STORED ROWS:
================================

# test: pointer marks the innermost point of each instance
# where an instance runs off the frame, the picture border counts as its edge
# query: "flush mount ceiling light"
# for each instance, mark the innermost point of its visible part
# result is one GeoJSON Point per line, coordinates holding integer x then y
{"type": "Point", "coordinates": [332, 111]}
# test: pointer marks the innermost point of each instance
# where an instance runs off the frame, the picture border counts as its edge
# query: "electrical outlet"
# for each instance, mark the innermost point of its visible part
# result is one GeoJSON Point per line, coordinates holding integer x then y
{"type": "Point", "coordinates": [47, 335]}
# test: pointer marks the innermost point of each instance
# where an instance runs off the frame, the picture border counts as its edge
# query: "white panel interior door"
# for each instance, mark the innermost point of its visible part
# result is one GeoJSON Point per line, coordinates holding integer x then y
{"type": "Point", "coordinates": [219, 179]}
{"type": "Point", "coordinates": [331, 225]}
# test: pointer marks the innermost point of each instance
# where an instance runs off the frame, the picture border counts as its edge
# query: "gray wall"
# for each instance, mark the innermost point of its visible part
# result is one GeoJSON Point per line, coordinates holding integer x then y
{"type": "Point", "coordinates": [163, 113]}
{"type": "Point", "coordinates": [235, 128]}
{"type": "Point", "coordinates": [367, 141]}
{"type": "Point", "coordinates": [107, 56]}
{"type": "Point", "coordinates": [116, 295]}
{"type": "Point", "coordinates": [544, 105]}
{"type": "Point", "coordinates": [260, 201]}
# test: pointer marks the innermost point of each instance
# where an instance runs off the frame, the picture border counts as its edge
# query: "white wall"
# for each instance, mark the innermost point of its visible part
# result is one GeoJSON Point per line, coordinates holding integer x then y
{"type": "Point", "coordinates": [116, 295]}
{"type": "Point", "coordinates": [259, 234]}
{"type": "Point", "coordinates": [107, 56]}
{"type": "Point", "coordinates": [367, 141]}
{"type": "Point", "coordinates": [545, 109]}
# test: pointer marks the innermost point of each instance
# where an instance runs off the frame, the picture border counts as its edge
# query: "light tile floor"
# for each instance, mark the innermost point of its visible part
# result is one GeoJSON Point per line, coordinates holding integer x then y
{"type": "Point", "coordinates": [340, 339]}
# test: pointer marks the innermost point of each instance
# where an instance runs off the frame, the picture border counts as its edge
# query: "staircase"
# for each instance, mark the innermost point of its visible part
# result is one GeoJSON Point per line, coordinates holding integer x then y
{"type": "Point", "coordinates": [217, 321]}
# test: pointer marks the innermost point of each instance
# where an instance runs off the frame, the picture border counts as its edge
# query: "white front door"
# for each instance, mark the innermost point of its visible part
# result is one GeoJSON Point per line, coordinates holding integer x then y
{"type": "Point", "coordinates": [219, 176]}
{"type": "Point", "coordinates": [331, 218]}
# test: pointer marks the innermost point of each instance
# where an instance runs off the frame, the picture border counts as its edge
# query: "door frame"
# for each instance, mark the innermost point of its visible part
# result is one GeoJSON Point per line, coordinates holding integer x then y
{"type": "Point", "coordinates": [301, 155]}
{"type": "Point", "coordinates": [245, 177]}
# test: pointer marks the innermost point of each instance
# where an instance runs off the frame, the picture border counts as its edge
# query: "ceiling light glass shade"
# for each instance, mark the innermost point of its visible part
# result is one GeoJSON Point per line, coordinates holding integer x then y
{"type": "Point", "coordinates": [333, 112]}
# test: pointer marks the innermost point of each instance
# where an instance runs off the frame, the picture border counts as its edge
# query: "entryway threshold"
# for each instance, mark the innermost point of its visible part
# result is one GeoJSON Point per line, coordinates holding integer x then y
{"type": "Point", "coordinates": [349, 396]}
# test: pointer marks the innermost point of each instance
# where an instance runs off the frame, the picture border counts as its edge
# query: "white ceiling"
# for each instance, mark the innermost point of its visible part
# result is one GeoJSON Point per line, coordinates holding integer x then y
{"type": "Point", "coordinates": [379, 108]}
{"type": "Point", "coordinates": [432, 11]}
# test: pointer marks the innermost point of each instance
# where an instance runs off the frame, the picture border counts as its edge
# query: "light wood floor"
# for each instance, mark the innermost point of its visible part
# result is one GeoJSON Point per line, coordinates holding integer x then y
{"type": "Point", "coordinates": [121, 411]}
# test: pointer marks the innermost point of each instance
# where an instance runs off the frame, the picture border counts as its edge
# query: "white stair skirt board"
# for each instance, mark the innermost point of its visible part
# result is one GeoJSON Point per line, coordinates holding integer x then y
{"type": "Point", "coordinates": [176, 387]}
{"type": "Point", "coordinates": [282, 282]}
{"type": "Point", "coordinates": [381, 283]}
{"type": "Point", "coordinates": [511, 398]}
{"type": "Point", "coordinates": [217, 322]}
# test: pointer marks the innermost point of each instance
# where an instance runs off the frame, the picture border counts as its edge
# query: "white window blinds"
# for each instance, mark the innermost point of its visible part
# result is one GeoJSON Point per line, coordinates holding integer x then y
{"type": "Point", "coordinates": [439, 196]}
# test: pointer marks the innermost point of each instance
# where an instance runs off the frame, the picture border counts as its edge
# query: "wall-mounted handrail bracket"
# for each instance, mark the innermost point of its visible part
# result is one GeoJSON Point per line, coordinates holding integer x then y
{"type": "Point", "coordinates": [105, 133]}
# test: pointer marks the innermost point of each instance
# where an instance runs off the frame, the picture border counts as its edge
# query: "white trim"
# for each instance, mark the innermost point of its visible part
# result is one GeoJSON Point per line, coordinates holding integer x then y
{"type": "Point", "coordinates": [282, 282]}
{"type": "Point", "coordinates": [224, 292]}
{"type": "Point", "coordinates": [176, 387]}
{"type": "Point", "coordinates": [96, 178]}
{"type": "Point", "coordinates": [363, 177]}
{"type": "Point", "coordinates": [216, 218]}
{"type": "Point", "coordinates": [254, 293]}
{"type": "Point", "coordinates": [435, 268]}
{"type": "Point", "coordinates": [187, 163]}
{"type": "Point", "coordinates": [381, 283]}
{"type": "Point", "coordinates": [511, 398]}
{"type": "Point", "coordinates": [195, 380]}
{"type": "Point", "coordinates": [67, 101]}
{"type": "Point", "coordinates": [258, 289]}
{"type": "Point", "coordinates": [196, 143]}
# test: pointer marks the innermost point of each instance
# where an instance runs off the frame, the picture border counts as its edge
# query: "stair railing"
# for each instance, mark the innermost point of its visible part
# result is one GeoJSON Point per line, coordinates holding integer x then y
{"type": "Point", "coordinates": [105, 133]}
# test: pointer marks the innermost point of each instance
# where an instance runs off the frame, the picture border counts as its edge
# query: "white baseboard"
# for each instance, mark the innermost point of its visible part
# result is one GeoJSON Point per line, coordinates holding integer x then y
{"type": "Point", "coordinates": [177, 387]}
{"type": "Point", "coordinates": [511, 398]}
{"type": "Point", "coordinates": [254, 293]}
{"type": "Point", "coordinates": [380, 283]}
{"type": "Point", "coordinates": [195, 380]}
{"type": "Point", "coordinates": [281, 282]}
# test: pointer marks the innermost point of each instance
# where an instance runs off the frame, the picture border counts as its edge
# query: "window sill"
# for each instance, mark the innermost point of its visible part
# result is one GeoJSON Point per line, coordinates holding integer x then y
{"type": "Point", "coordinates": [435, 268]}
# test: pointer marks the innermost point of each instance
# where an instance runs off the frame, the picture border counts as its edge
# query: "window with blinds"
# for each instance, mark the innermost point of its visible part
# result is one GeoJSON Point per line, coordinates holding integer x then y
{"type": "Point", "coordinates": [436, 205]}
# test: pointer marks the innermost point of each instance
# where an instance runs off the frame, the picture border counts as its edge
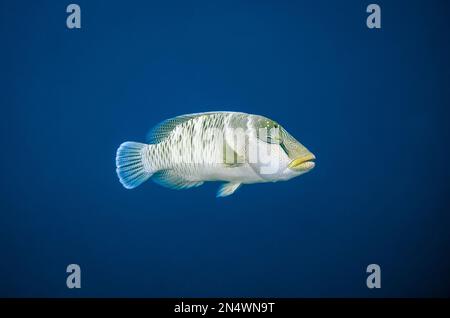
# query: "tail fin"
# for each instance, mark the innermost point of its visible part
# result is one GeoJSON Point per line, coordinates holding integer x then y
{"type": "Point", "coordinates": [130, 166]}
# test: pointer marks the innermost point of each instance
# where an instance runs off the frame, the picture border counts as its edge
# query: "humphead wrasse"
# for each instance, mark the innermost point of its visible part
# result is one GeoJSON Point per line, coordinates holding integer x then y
{"type": "Point", "coordinates": [236, 148]}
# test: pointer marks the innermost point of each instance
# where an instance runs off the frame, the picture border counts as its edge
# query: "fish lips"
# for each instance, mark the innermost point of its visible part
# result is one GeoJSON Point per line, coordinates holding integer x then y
{"type": "Point", "coordinates": [303, 164]}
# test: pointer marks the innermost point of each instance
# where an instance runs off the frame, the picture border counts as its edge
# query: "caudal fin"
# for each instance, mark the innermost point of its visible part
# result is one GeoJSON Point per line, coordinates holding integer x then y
{"type": "Point", "coordinates": [130, 166]}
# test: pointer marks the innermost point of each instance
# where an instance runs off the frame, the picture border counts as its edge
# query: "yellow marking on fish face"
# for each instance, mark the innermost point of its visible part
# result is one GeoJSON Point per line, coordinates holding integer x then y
{"type": "Point", "coordinates": [304, 163]}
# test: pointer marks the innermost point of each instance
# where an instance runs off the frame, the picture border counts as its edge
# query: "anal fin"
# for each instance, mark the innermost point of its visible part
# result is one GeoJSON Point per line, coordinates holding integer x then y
{"type": "Point", "coordinates": [227, 189]}
{"type": "Point", "coordinates": [169, 179]}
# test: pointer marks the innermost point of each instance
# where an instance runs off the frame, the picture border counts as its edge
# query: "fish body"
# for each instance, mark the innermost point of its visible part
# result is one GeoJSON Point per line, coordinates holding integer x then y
{"type": "Point", "coordinates": [236, 148]}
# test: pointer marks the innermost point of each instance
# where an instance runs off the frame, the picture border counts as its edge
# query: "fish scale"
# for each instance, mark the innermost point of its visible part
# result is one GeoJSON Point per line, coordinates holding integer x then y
{"type": "Point", "coordinates": [188, 150]}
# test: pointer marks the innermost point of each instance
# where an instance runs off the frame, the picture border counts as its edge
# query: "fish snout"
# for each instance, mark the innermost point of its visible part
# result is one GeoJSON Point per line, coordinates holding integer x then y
{"type": "Point", "coordinates": [303, 163]}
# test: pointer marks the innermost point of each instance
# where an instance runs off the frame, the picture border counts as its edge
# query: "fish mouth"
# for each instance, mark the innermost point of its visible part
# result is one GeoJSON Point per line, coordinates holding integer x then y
{"type": "Point", "coordinates": [304, 163]}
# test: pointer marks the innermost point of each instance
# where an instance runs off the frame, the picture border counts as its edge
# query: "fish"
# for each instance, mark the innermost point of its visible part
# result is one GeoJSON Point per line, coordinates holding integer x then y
{"type": "Point", "coordinates": [234, 148]}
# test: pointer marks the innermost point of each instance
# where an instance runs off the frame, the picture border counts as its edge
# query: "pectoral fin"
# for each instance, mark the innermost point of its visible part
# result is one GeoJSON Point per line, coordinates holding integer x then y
{"type": "Point", "coordinates": [227, 189]}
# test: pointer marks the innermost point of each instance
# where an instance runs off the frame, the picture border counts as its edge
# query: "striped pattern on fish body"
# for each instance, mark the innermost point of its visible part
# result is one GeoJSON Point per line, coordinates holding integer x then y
{"type": "Point", "coordinates": [188, 150]}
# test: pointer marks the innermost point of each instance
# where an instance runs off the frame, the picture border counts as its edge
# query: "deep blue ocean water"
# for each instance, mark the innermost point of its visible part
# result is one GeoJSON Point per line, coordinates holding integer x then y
{"type": "Point", "coordinates": [373, 105]}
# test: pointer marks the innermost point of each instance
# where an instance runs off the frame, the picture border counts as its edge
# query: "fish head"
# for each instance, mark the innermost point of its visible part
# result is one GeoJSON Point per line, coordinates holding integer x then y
{"type": "Point", "coordinates": [288, 157]}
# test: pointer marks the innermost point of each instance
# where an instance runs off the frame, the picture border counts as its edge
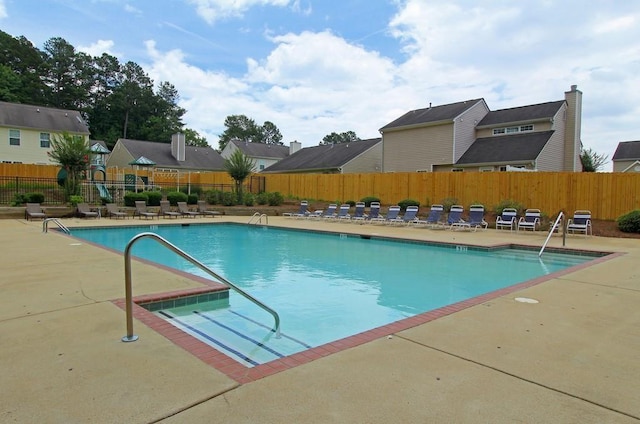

================================

STATED TASK: Which lines above contain the word "floor"? Report each of them in full.

FULL ANSWER:
# query: "light tile floor"
# query: "light wood floor"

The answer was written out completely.